### Page text

Safer Internet Day – Wearables as a New Soft Spot


Safer Internet Day will be marked this week all over the globe. The campaign first started back in 2004 and since then it has been observed every February. The main purpose of this day is to promote a safer, as well as a more responsive use of online technology. The initiative focuses particularly on kids by trying to educate them on the different types of online dangers.

Over the past few years, the campaign has been paying extra attention to the web dangers for mobile users. This year, it also expected to cover one more recent technology sector – wearable devices.

As more and more people are interested in products like fitness bands, smart watches and wearable health monitors, cyber criminals will also develop a greater interest into this kind of technology. To be one step ahead of them, take the time and educate yourselves on the biggest online security threats for wearables users.

Extensive Guide to Your Daily Habits

Most wearable devices can track when and how long you sleep, workout and etc. In addition to that, they are designed to be worn all the time. Therefore, they will capture all of your activity and send it online in a digital form. For cybercriminals and burglars that is like an extensive guide to their next victim. Even more concerning is the fact that wearables also have GPS functionality that will allow them to track your location in real time.

Less Sophisticated Security Functionality

As one of the newest products on the consumer’s technology market, the security software available on wearable devices (if any) is still in its very early stages. In other words, they are naturally more vulnerable to online threats.

Video Journal

Wearable gadgets, like Autographer and Narrative Clip, have one main feature – to film or photograph every minute of the wearer’s life. That sound fascinating, but all of the recorded content is not stored on the devices because they are too small and offer a very limited storage space. That is why these snaps and videos are send to the web, where the user can later access it. That means that they function as a video journal of a person’s life. The problem is not all of these gadgets explicitly explain this part of the process.

Health Threat

Health-focuses wearables are amazing. Discover a few here. They can monitor your blood pressure, measure your blood sugar, heart rate and remind you to take your medicines. These are all useful features that certainly offer wearables a bright future. Nevertheless, like all smart devices, wearables can also be hacked. But unlike other computer gadgets, a hacked wearable can threaten not only one’s privacy, banking information or device, but also one’s health. Imagine that you rely on your smartwatch to alarm you whenever your blood sugar goes out of the norm. What would happen if this feature of the gadget is manipulated by a cyber criminal?

Even though the reports of hacked wearable computers are still rare, cybercriminals will eventually develop an interest in them. That happened in the past with all web-connected devices. To keep yourself protected, make sure you invest in a device that comes with a security software or that allows users to install such. In addition, learn when and how the product connects to the internet and where it stores your information. Get a wearable device that has biometric security and not passwords.

### Explore the material
- a) For each statement below, say whether the Safer Internet Day article supports it, answering yes or no and quoting the words of the article that decide it. (i) The campaign began in 2004. (ii) Security software on wearable devices is well developed. (iii) The article recommends choosing a wearable protected by passwords rather than biometric security.
- b) Rewrite the part of the Safer Internet Day article between "Extensive Guide to Your" and "in real time.", inclusive, swapping "burglars" for "stalkers".
- c) Which two wearable gadgets does the Safer Internet Day article name as filming or photographing the wearer's life?

### Provided information

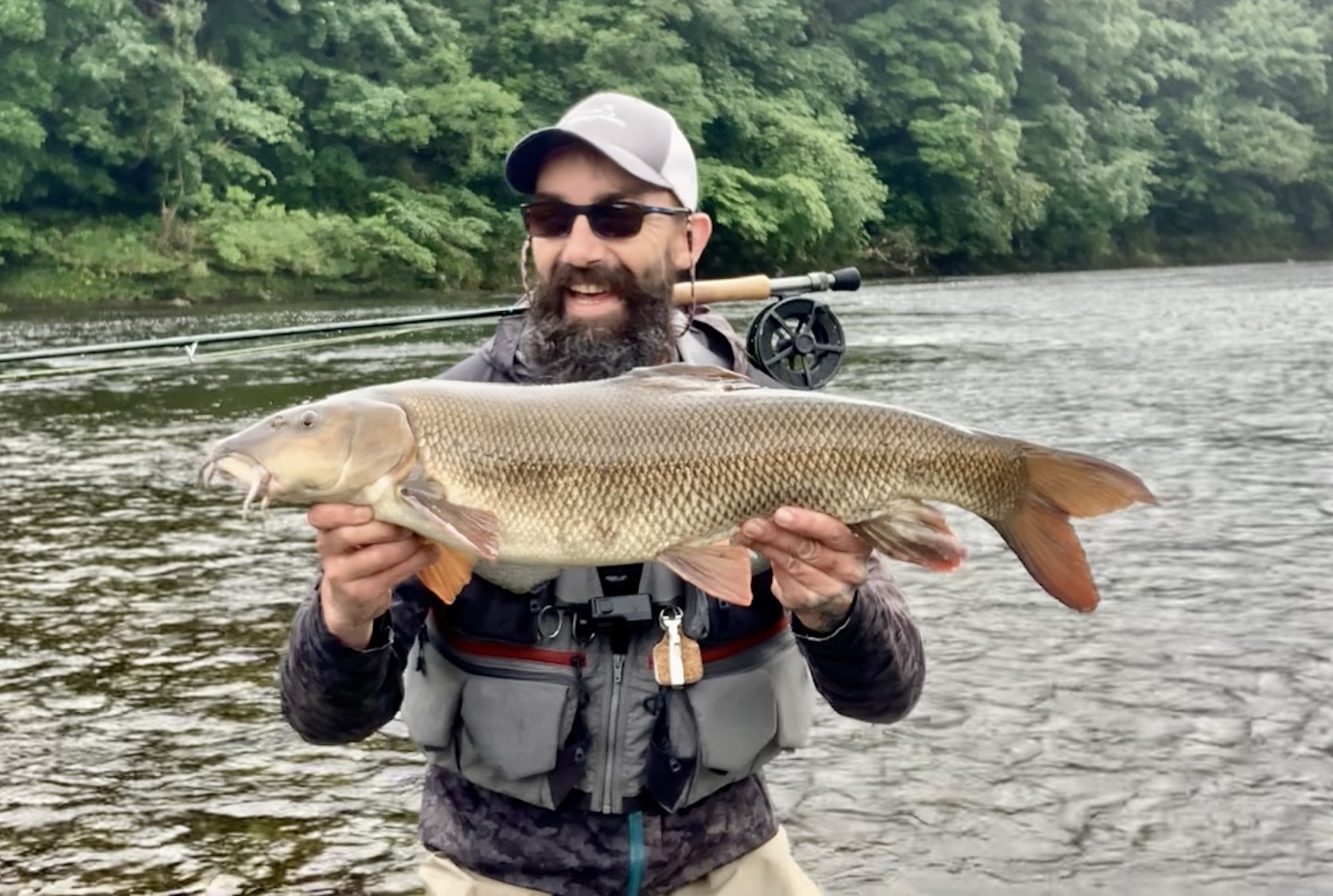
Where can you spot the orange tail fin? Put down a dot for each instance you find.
(1064, 484)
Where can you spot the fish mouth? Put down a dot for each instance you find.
(244, 469)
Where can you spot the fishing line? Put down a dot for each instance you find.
(193, 356)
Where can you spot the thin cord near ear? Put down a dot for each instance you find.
(523, 267)
(690, 247)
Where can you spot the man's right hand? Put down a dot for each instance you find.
(363, 559)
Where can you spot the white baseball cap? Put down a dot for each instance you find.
(640, 138)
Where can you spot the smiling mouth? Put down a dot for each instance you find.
(587, 297)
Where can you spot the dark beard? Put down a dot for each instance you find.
(573, 351)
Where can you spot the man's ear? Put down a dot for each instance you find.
(692, 241)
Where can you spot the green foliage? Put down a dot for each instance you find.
(156, 147)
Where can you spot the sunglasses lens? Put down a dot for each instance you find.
(617, 220)
(548, 218)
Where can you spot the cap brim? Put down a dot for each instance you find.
(524, 162)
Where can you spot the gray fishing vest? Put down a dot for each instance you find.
(528, 696)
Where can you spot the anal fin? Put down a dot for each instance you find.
(448, 574)
(721, 571)
(915, 532)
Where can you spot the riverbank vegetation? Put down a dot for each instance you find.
(167, 148)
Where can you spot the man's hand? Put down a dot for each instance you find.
(817, 563)
(363, 559)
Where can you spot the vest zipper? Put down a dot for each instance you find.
(617, 678)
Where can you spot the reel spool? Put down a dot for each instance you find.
(797, 341)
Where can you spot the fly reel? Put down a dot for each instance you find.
(797, 341)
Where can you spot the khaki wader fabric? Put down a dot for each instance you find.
(769, 871)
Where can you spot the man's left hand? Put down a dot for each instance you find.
(817, 563)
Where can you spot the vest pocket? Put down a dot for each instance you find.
(499, 714)
(432, 690)
(512, 732)
(748, 708)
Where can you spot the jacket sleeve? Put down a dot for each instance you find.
(872, 666)
(332, 693)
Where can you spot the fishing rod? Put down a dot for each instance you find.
(748, 288)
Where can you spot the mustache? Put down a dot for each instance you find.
(612, 278)
(566, 351)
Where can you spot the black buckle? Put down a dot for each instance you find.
(620, 608)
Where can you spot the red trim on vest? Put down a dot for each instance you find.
(499, 651)
(732, 648)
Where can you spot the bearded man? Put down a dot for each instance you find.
(559, 759)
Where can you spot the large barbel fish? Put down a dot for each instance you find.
(664, 465)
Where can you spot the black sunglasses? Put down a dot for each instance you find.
(550, 218)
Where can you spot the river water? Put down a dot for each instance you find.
(1178, 740)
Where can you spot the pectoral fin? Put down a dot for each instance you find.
(915, 532)
(721, 571)
(468, 527)
(448, 575)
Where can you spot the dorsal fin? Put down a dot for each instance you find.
(688, 376)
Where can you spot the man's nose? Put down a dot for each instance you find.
(583, 247)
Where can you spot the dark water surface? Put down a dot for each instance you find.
(1178, 740)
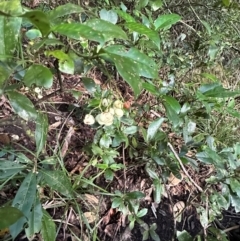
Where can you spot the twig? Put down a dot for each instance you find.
(124, 169)
(183, 168)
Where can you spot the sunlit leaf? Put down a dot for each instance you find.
(154, 128)
(142, 29)
(108, 30)
(145, 66)
(33, 34)
(38, 75)
(9, 28)
(58, 181)
(48, 230)
(9, 215)
(22, 105)
(41, 132)
(77, 31)
(9, 168)
(216, 90)
(184, 236)
(65, 9)
(110, 16)
(35, 219)
(24, 200)
(40, 20)
(166, 21)
(66, 63)
(134, 195)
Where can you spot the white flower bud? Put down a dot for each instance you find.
(111, 110)
(106, 102)
(105, 118)
(118, 104)
(89, 119)
(118, 112)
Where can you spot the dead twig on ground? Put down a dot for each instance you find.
(183, 168)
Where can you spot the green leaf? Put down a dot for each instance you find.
(58, 181)
(127, 17)
(119, 138)
(154, 128)
(22, 105)
(9, 28)
(66, 63)
(41, 132)
(166, 21)
(156, 4)
(144, 65)
(33, 34)
(142, 29)
(142, 4)
(48, 230)
(39, 75)
(105, 141)
(130, 130)
(151, 88)
(40, 20)
(4, 75)
(110, 16)
(154, 235)
(184, 236)
(128, 72)
(235, 185)
(24, 200)
(235, 200)
(35, 220)
(207, 26)
(63, 10)
(226, 3)
(134, 195)
(117, 201)
(109, 174)
(77, 31)
(9, 215)
(108, 30)
(216, 90)
(158, 190)
(142, 212)
(9, 168)
(172, 102)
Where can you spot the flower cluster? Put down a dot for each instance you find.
(107, 117)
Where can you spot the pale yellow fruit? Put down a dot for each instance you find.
(105, 118)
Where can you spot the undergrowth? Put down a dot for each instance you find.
(156, 87)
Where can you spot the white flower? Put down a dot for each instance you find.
(105, 118)
(89, 119)
(111, 110)
(37, 90)
(106, 102)
(118, 104)
(118, 112)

### Problem solutions
- a)
(i) Yes: "The campaign first started back in 2004"
(ii) No: "the security software available on wearable devices (if any) is still in its very early stages"
(iii) No: "Get a wearable device that has biometric security and not passwords."

- b)
Extensive Guide to Your Daily Habits

Most wearable devices can track when and how long you sleep, workout and etc. In addition to that, they are designed to be worn all the time. Therefore, they will capture all of your activity and send it online in a digital form. For cybercriminals and stalkers that is like an extensive guide to their next victim. Even more concerning is the fact that wearables also have GPS functionality that will allow them to track your location in real time.

- c) Autographer and Narrative Clip.